### PROBLEM TO WORK ON
Copy the items below word for word, leaving out the pictures.
** Start of SUPPLIED RECORDS **
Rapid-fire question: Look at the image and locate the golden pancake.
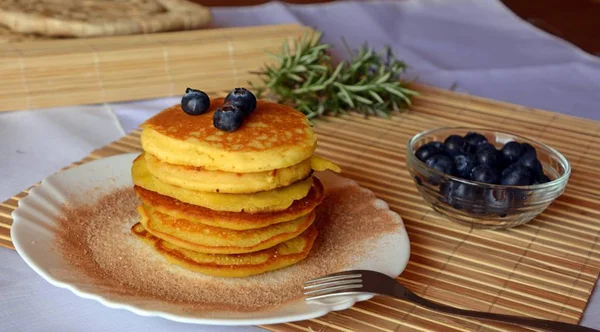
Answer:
[138,205,315,254]
[144,153,339,194]
[131,223,317,277]
[131,155,313,213]
[141,98,317,173]
[134,178,324,230]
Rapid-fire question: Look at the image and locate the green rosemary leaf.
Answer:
[369,90,384,104]
[251,33,418,119]
[354,95,373,105]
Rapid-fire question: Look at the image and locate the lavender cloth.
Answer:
[0,0,600,332]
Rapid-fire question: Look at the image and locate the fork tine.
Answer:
[304,284,362,296]
[304,278,362,290]
[304,271,361,285]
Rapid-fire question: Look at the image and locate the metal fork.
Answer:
[304,270,598,332]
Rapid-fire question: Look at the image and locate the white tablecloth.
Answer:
[0,0,600,332]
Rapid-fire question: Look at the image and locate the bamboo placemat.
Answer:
[0,87,600,332]
[0,25,308,111]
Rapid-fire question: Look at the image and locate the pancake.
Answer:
[138,205,315,254]
[131,223,317,277]
[144,153,339,194]
[134,178,324,230]
[131,155,313,213]
[141,98,317,173]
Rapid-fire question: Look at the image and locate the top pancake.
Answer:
[142,98,317,173]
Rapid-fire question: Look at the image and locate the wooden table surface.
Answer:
[192,0,600,56]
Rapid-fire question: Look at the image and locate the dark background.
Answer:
[192,0,600,56]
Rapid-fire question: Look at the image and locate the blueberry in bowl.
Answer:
[406,128,571,228]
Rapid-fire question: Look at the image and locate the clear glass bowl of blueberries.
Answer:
[406,128,571,228]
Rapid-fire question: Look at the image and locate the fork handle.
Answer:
[402,289,598,332]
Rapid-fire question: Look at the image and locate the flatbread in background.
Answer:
[0,0,211,37]
[0,25,50,44]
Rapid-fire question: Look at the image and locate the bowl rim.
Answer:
[406,127,571,190]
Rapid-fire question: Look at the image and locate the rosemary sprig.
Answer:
[250,33,417,119]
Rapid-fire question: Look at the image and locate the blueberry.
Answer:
[475,143,501,168]
[415,142,442,162]
[464,132,487,149]
[425,154,454,174]
[444,135,467,157]
[213,103,244,132]
[225,88,256,117]
[181,88,210,115]
[454,154,476,179]
[427,141,445,151]
[501,141,523,163]
[471,165,500,183]
[500,163,532,186]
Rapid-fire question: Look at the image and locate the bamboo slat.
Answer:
[0,86,600,332]
[0,25,307,111]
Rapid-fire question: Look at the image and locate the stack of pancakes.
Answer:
[132,99,339,277]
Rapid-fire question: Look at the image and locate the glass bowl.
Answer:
[406,128,571,229]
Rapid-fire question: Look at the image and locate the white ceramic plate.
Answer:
[11,154,410,325]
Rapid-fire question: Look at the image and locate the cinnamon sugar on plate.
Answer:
[55,174,403,313]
** End of SUPPLIED RECORDS **
### OUTPUT FOR THIS TASK
Rapid-fire question: Look at the image and locate the golden pancake.
Answer:
[138,205,315,254]
[144,153,339,194]
[131,223,317,277]
[131,155,313,213]
[141,98,317,173]
[134,178,324,230]
Rapid-fire question: Look at the image and locate the green rosemary leaf.
Answer:
[369,90,384,104]
[251,33,418,119]
[354,95,373,105]
Rapid-fire question: Look at the image and locate the lavender cloth.
Answer:
[0,0,600,332]
Rapid-fire question: Look at the image and locate the fork tine.
Answer:
[304,284,362,296]
[304,278,362,290]
[304,271,361,285]
Rapid-fire question: Look at the image and locate the metal fork.
Answer:
[304,270,598,332]
Rapid-fire question: Look at the image and locate the white tablecloth.
Answer:
[0,0,600,332]
Rapid-fire question: Look at the image and locate the bamboo placemat.
Answer:
[0,87,600,332]
[0,25,308,111]
Rapid-fire question: Look at the image and locate the pancake.
Answer:
[138,205,315,254]
[131,223,317,277]
[144,153,339,194]
[134,178,324,230]
[131,155,313,213]
[141,98,317,173]
Rapid-fire question: Look at the image and locate the top pancake.
Answer:
[142,98,317,173]
Rapid-fire question: Look at the image and locate the wooden table surface.
Answer:
[192,0,600,56]
Rapid-fire question: Look at the image and locate the dark background.
Answer:
[192,0,600,56]
Rapid-fire question: Look at the image and locate the blueberry in bowl.
Answer:
[406,128,571,228]
Rapid-fire question: Look at the image and locate the clear glass bowl of blueberries.
Answer:
[406,128,571,228]
Rapid-fire question: Look at the image and locate the fork handle.
Answer:
[402,289,598,332]
Rapid-fire question: Look at the image and locate the flatbread in background.
Answer:
[0,0,211,37]
[0,25,50,44]
Rapid-fire question: Look at the image and locate the bowl rim.
Answer:
[406,127,571,190]
Rapid-fire question: Look at the image and locate the rosemary sprig.
Answer:
[250,33,417,119]
Rapid-fire question: Look at the image and locate the blueberry.
Answer:
[475,143,501,168]
[415,142,442,162]
[464,132,487,149]
[425,154,454,174]
[444,135,467,157]
[213,103,244,132]
[225,88,256,117]
[181,88,210,115]
[454,154,476,179]
[427,141,445,151]
[501,141,523,163]
[471,165,500,183]
[500,163,532,186]
Rapid-fire question: Look at the image and locate the bamboo slat.
Answer:
[0,86,600,332]
[0,25,307,111]
Rapid-fire question: Look at the image and locate the stack of pancakes.
Answer:
[132,99,339,277]
Rapid-fire question: Look at the image and locate the glass bowl.
Answer:
[406,128,571,229]
Rapid-fire question: Look at the image and locate the white ceramic plate.
Answer:
[11,154,410,325]
Rapid-fire question: Look at the image and locate the cinnamon sugar on plate.
Answer:
[55,174,403,313]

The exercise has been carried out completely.